- [What you will do]: Everything from the line holding "road sign shown in this photo." through the last line below must be repeated exactly, and nothing else.

--- Records supplied ---

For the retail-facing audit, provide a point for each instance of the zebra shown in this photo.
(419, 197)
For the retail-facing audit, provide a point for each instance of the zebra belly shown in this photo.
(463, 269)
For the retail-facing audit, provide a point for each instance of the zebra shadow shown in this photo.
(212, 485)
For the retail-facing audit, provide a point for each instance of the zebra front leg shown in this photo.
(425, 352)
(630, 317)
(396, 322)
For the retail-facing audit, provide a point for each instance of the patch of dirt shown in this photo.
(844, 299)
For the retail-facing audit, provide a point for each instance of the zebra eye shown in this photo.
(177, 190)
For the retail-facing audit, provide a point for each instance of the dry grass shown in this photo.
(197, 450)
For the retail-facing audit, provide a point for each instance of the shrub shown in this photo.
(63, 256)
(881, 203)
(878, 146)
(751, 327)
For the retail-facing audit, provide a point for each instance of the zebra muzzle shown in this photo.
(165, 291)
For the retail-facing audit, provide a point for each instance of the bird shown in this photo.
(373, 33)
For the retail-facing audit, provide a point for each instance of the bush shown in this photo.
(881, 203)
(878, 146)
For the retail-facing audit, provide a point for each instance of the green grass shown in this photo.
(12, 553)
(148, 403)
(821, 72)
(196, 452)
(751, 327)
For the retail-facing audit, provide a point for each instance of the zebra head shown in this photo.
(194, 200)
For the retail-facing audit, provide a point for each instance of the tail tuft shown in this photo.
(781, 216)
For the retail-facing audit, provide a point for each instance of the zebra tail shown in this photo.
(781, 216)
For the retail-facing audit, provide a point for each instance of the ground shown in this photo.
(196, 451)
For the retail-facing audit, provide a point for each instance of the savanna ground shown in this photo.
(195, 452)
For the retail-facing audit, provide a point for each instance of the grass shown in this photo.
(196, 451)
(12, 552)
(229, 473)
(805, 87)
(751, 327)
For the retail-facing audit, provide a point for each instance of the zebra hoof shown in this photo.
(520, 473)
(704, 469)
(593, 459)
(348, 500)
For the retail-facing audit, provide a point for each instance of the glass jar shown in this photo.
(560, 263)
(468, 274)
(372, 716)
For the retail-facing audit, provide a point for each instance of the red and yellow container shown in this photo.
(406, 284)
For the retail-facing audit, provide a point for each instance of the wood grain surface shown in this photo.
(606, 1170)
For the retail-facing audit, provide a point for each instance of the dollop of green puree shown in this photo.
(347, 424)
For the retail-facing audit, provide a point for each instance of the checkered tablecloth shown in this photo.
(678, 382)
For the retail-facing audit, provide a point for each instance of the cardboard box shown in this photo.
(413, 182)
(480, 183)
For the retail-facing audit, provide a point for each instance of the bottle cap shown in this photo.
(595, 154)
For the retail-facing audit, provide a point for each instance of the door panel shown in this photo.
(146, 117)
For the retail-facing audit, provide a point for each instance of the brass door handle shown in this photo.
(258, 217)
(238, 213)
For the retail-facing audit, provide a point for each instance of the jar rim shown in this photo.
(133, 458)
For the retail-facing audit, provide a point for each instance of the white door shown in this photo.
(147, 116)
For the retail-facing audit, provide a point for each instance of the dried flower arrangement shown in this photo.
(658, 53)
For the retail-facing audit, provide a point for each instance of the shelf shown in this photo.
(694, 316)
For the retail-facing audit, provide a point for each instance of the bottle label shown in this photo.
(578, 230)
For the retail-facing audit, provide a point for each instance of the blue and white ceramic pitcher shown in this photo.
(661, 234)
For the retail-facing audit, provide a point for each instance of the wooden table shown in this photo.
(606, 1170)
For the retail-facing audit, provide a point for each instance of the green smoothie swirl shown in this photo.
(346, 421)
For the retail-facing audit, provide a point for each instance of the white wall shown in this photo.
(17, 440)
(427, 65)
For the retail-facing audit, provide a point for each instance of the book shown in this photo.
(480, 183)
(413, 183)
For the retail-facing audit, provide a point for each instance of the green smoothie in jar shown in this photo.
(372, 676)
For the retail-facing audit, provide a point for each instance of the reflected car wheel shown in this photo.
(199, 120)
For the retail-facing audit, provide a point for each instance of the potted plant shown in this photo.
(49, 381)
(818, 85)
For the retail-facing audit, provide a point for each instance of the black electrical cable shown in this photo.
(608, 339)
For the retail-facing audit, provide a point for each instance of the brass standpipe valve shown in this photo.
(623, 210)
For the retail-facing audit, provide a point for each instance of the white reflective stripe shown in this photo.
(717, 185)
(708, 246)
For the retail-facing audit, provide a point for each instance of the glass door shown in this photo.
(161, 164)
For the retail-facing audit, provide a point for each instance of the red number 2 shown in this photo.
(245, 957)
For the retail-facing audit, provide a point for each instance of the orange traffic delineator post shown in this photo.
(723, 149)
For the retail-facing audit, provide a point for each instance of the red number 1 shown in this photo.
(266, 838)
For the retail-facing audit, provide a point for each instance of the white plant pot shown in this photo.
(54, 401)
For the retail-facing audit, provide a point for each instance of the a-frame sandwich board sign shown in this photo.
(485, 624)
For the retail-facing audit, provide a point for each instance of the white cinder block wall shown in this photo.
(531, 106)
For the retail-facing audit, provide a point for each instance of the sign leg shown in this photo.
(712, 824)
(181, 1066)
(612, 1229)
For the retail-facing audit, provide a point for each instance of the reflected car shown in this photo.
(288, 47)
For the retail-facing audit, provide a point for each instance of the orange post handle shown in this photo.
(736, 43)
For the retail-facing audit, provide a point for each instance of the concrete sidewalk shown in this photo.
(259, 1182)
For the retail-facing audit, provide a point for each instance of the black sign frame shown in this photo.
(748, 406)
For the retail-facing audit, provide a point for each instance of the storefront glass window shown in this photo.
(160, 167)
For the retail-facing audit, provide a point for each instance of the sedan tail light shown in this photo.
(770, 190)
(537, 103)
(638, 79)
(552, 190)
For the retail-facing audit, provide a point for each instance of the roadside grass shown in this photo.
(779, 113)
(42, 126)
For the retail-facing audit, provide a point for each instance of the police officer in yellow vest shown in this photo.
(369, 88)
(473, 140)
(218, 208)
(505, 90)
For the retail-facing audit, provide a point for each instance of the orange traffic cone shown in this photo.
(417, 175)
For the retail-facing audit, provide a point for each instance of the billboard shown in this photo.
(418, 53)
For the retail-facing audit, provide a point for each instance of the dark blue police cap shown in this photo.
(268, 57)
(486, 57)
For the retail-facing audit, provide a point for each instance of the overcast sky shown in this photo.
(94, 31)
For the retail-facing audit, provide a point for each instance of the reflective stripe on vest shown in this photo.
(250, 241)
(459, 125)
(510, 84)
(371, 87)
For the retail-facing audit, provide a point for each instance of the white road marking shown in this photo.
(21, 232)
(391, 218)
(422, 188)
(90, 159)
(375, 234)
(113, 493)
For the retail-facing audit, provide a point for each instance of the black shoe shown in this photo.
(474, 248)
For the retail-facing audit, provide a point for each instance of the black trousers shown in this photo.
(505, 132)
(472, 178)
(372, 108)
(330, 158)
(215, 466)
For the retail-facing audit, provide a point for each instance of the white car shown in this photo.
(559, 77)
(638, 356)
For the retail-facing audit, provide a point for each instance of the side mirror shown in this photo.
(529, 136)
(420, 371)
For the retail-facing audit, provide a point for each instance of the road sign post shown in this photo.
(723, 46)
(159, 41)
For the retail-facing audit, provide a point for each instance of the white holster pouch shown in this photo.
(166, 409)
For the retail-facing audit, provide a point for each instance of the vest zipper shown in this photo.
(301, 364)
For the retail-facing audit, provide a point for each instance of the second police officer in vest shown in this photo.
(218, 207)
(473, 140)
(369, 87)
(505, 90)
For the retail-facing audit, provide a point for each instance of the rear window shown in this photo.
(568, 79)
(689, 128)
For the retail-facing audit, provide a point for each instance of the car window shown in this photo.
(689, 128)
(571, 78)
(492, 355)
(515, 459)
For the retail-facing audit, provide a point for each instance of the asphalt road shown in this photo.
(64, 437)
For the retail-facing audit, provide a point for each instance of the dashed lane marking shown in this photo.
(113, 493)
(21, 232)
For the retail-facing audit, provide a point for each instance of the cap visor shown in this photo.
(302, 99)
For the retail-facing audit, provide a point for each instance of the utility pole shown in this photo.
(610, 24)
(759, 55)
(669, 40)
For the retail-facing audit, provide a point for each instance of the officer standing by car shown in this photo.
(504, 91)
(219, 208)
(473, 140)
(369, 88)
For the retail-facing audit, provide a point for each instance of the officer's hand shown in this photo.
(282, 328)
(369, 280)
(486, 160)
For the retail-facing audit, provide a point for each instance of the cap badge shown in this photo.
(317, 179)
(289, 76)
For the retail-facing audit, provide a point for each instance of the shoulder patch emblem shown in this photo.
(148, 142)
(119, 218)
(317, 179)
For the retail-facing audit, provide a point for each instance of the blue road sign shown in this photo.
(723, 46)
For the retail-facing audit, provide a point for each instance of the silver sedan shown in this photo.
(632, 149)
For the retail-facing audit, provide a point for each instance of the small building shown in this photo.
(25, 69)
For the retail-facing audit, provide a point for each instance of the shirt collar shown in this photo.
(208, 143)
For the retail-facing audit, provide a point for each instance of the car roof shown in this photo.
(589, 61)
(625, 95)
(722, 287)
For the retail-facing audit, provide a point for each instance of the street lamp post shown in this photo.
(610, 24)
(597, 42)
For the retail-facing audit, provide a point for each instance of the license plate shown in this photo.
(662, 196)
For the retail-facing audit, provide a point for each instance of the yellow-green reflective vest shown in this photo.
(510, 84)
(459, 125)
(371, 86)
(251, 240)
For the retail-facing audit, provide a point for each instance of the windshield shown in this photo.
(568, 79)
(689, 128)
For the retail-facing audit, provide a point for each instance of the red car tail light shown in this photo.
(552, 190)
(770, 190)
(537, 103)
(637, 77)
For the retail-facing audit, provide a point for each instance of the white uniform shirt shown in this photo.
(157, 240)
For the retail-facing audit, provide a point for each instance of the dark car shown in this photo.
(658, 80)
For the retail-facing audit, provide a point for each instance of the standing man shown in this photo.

---

- [The response]:
For the retail-facing audit, provide a point for each instance of the blue road sign shown in this photo.
(723, 46)
For the retail-facing audit, provide a point for each instance of the silver sedan shown in this photo.
(632, 149)
For the retail-facing audit, provide a point for each instance of the small building shown in this photo.
(25, 69)
For the retail-facing audit, provide a point for each instance of the shirt collar shown in this photo.
(208, 143)
For the retail-facing audit, provide a point for each instance of the car roof shown in this photo.
(589, 61)
(625, 95)
(722, 287)
For the retail-facing audit, provide a point for each instance of the street lamp post shown in this photo.
(610, 24)
(597, 42)
For the retail-facing audit, provide a point for each instance of the license plate shown in this photo.
(662, 196)
For the retail-facing audit, provide a point for each instance of the yellow-green reflective vest shown in this photo.
(510, 84)
(459, 125)
(371, 86)
(251, 240)
For the retail-facing audit, provide a point for each instance of the windshield shown in this photo.
(568, 79)
(689, 128)
For the retail-facing audit, provide a point for each instance of the red car tail light shown in this photo.
(552, 190)
(770, 190)
(537, 103)
(637, 77)
For the retail-facing audit, provide a point for each instance of the white uniform shirt shown in this photo.
(157, 240)
For the retail-facing audit, provide a point for each instance of the dark car shown in this photo.
(658, 80)
For the retail-facing audit, provide a point for each instance of the standing man shown in this photo.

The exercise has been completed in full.